• _Gezeigter Textauszug_
################

Dass damit die Wahlberechtigten jeweils erst nach fünf statt nach vier Jahren von ihrem demokratischen Grundrecht Gebrauch machen könnten, wird wohl gesehen, aber nicht als relevanter Nachteil gewertet. Immerhin, so eine Sachverständigenäußerung in der erwähnten Kommission, dürften die Wahlberechtigten dann einen Bundestag für fünf und nicht nur wie bisher für vier Jahre wählen, hätte ihre Wahl­entscheidung also entsprechend mehr Gewicht. Diese Argumentation eines „weniger ist mehr“ verkennt die Funktion der Wahlen zum Parlament. Sie müssen periodisch wiederkehrend stattfinden, „um dem Volk, von dem alle Staatsgewalt ausgeht, die Möglichkeit zu geben, seinen Willen kund zu tun“ (BVerfG NJW 1966, 1499 [1506]). Diese Möglichkeit würde beschnitten, sollten Wahlen zum Bundestag nur noch alle fünf Jahre stattfinden.

################

• _Datenzeilen_
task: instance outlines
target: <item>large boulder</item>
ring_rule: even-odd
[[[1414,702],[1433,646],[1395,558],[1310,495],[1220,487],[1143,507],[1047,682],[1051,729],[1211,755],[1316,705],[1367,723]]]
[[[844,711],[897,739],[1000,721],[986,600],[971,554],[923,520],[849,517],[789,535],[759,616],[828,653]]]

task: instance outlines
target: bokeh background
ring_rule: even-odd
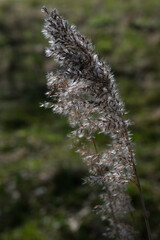
[[[103,239],[105,224],[92,211],[99,190],[82,184],[88,171],[70,149],[67,119],[39,107],[45,74],[57,67],[44,55],[43,5],[77,25],[112,67],[134,122],[138,173],[159,240],[159,0],[0,0],[0,239]],[[145,240],[138,192],[128,192]]]

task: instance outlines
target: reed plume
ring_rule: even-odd
[[[134,210],[126,192],[127,184],[133,182],[140,191],[151,239],[128,131],[130,122],[125,118],[124,104],[110,67],[99,60],[92,43],[56,9],[49,12],[43,7],[42,11],[46,13],[43,33],[49,38],[46,55],[60,64],[56,73],[47,75],[51,102],[44,105],[55,113],[67,115],[74,128],[70,137],[88,165],[90,176],[86,181],[102,189],[102,205],[96,209],[102,219],[109,222],[107,236],[117,240],[135,239],[136,231],[125,220]],[[111,144],[104,151],[97,149],[97,133],[111,138]]]

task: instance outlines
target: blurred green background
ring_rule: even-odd
[[[0,0],[0,239],[103,239],[105,223],[92,211],[99,190],[82,184],[88,171],[70,149],[67,119],[39,107],[45,74],[56,68],[44,56],[43,5],[77,25],[112,67],[134,122],[137,168],[159,240],[159,0]],[[128,192],[145,240],[138,192]]]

################

• _Aufgabe_
Nimm den Text über eine fünfjährige Wahlperiode des Bundestags wieder auf und führe ihn nach seinem letzten Satz weiter.

• _Ergebnis_
Nicht zu überzeugen vermag auch der stete Hinweis auf die Rechtslage in den Ländern, wo lediglich Bremen bei der vierjährigen Wahlperiode geblieben ist. Eine Verlängerung wurde dort durch Volksentscheid abgelehnt – der Bundestag würde demgegenüber in eigener Sache entscheiden. Weniger Wahlen bedeuten weniger ­Demokratie, zumal wenn dem Volk als Träger der Staatsgewalt deren Ausübung durch Abstimmungen weiterhin verwehrt bleiben sollte – im Unterschied zu den Ländern, wo das Volk auch zwischen Wahlen die Möglichkeit hat, „seinen Willen kund zu tun“. Dass die Festlegung des Art. 39 I GG auf eine vierjährige Legislaturperiode die Stabilität der ­Demokratie in mehr als 70 Jahren in irgendeiner Weise gefährdet hätte, ist nicht ersichtlich. Dafür, dass ein so tiefgehender Eingriff in das Wahlrecht als Kernelement der parlamentarischen Demokratie für deren Funktionsfähigkeit erforderlich oder auch nur sachgerecht ist, ist darlegungspflichtig, wer die Veränderung will.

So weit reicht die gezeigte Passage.